◆ **Data under study**
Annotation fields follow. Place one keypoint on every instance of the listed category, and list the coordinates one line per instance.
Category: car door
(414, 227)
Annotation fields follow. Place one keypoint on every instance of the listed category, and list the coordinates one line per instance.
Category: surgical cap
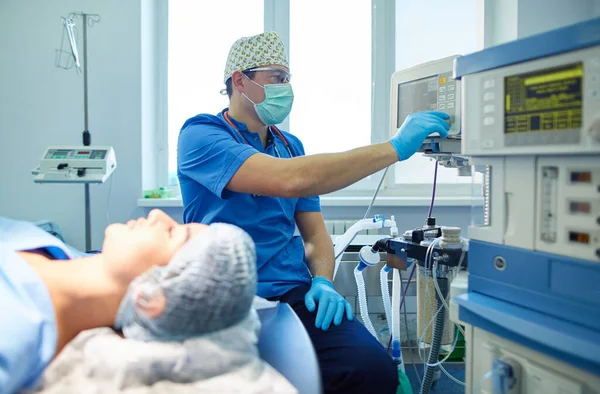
(255, 51)
(207, 286)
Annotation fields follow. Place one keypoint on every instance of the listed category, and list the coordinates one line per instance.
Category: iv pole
(87, 137)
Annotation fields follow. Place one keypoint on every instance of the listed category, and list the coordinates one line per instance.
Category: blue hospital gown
(28, 332)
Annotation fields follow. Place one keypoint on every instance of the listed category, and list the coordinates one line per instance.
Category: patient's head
(131, 249)
(208, 285)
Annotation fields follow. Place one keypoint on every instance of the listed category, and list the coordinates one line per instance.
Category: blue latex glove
(415, 130)
(331, 305)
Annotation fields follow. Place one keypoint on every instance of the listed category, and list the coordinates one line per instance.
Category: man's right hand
(415, 129)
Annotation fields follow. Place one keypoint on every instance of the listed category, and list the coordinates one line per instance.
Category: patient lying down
(187, 327)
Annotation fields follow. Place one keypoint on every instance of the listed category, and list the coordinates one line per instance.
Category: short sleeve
(305, 204)
(28, 339)
(209, 155)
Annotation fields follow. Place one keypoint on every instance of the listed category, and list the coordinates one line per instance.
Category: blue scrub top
(28, 332)
(209, 153)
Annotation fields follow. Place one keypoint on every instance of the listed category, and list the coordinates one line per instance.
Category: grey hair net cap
(208, 285)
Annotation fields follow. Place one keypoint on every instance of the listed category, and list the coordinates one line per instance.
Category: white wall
(507, 20)
(41, 105)
(536, 16)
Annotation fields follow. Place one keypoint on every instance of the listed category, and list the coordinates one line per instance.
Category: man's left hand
(332, 305)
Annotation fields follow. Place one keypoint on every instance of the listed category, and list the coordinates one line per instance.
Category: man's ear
(238, 80)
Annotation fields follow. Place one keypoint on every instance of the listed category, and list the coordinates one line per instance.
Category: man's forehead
(279, 67)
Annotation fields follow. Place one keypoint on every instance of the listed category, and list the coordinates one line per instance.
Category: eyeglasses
(284, 76)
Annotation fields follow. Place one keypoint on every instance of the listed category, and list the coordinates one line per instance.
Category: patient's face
(130, 249)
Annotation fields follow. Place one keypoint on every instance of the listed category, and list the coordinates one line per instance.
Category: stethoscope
(273, 130)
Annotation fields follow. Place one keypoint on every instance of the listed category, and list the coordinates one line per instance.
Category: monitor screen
(548, 100)
(417, 96)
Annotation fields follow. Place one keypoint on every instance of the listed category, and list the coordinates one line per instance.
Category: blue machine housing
(542, 301)
(566, 39)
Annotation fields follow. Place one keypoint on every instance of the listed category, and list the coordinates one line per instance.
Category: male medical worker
(238, 167)
(49, 292)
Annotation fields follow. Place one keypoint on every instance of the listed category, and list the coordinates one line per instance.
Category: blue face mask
(277, 105)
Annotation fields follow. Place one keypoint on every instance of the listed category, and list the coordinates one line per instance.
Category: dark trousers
(350, 358)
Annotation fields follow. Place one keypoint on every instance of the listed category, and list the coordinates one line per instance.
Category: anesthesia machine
(531, 125)
(525, 122)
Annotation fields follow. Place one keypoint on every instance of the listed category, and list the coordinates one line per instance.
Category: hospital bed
(283, 340)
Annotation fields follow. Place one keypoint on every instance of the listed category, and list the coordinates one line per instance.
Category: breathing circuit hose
(362, 298)
(438, 332)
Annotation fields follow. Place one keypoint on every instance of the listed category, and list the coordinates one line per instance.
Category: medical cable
(440, 296)
(376, 193)
(433, 192)
(439, 322)
(403, 297)
(412, 356)
(450, 376)
(108, 200)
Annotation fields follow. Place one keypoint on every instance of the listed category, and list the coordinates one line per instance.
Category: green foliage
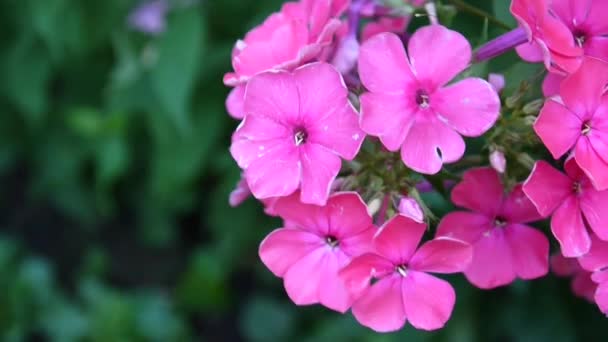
(115, 174)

◆ **Exercise requirements**
An exact copy of the listing is needed, minus its pictures.

◆ **Response for this exercise**
Annotation fields follow. Place one keypoint on every instance of the listed category, and list the coordinates one line per instance.
Category: car door
(414, 227)
Annotation fields follow. Place one keypoint on every instance of the listed category, and list the coordinates one line per instance.
Category: surgical cap
(255, 51)
(207, 286)
Annotation fields follow. Place one keypoint on every instance of the listed category, and list the coordinates one line per instance.
Category: iv pole
(87, 137)
Annotation fields follow. Place one keypoint on every instance of the listed category, and list the coordinates one line per instance.
Category: blue hospital gown
(28, 332)
Annotation fields follow. Place one keypoint on every instance of the listed category, and list the coordinates one line per instance.
Category: patient's head
(131, 249)
(208, 285)
Annotation fields follow. Place one keypoint on every instance of the listed category, and list the coordinates one line per instance.
Category: blue latex glove
(415, 130)
(331, 305)
Annotation fields follow. Place one keypoint on every instance of the listed category, and list the coordinates one line per instance.
Category: man's right hand
(415, 129)
Annotation fields follow. Place one keypoint on every instance of the listed category, and list the coordinates one line per instance.
Category: patient lying down
(187, 327)
Annotation fields follow. Place one keypoint on every instance of the listed category, and list the coordinates one line per instance.
Category: short sleeve
(305, 204)
(28, 339)
(209, 155)
Annotation fields follow. Place one keypoint on every instance of the listed category, and list the coordinates one line per instance.
Category: blue scrub top
(28, 332)
(209, 153)
Annotation fields follow. Place one keypoint on every instance of the listed category, and list the coordinates one line per instance.
Category: grey hair net cap
(208, 285)
Annotation fields follow. Place one keypoint on every instance of the listed category, and list the coordinates one line per instance.
Category: white wall
(507, 20)
(41, 105)
(536, 16)
Annotation fields follow. Place one keypoint on every instance of the listed category, and list the coordinates one line per instance.
Category: man's left hand
(332, 305)
Annotation fields follow. Place one keypoint on every instance of the listed category, and list the coordinates one line per instance.
Category: man's ear
(238, 80)
Annotation fields follow. Place one keypoint on every instance of the listed category, and list the coordinates one line per instance.
Category: man's forehead
(279, 67)
Annotation fields follow. Place one keypoint on every instance of the listed category, and list the coordinates one line per instance.
Category: eyeglasses
(284, 76)
Annotation fields follow. Place one keypoint on every instance of the listed category, and list the coordinates one line per instance.
Category: patient's face
(130, 249)
Annotation fields follow. Place one keypoint on every instance of the listed category, and list the coordinates one line per instance.
Category: stethoscope
(273, 130)
Annotation fields follow. Place one keypoint on every instance of the listed category, and list the coordinates one line per instance.
Category: monitor screen
(548, 100)
(417, 96)
Annotation fields follow. Place one keypoint on every instance of the listed category, and list the coordinates one line per instance.
Category: blue machine housing
(542, 301)
(566, 39)
Annotation fields follow. Place one keypoint on every instance of the listed category, and list the coordinates one line per instance.
Category: male medical worker
(238, 167)
(49, 292)
Annotation fields follow. Place one keypoint on every instance of the listed category, and list the coordinates one line per instance.
Category: blue face mask
(277, 105)
Annotation fields follow. Place one keypoint on every instance of the listed category, and list the coordinates one line per instance.
Category: dark trousers
(350, 358)
Annotation fields follow. Place one keypoint on every instance of the listed category, and list the coordinates one line per instance.
Category: anesthesia machine
(531, 125)
(525, 122)
Annotation fields follow. Place one keypoint on every instance of the listed category, and list the coordinates one line per instance.
Category: hospital bed
(283, 340)
Annotation fields follow. Place one keypoint on every instance of the listed category, and list the coordinates one line per instance.
Category: breathing circuit hose
(362, 298)
(438, 332)
Annotation fields follow. Place one keypoint on every instance of the listed category, and list the coordinates one line per instance.
Category: medical cable
(440, 296)
(376, 193)
(433, 192)
(439, 322)
(403, 297)
(412, 356)
(450, 376)
(108, 200)
Annotation fields follow. Place one keypoint on every instance of the listed category, and list the coordinates one line per instance.
Category: green foliage
(115, 174)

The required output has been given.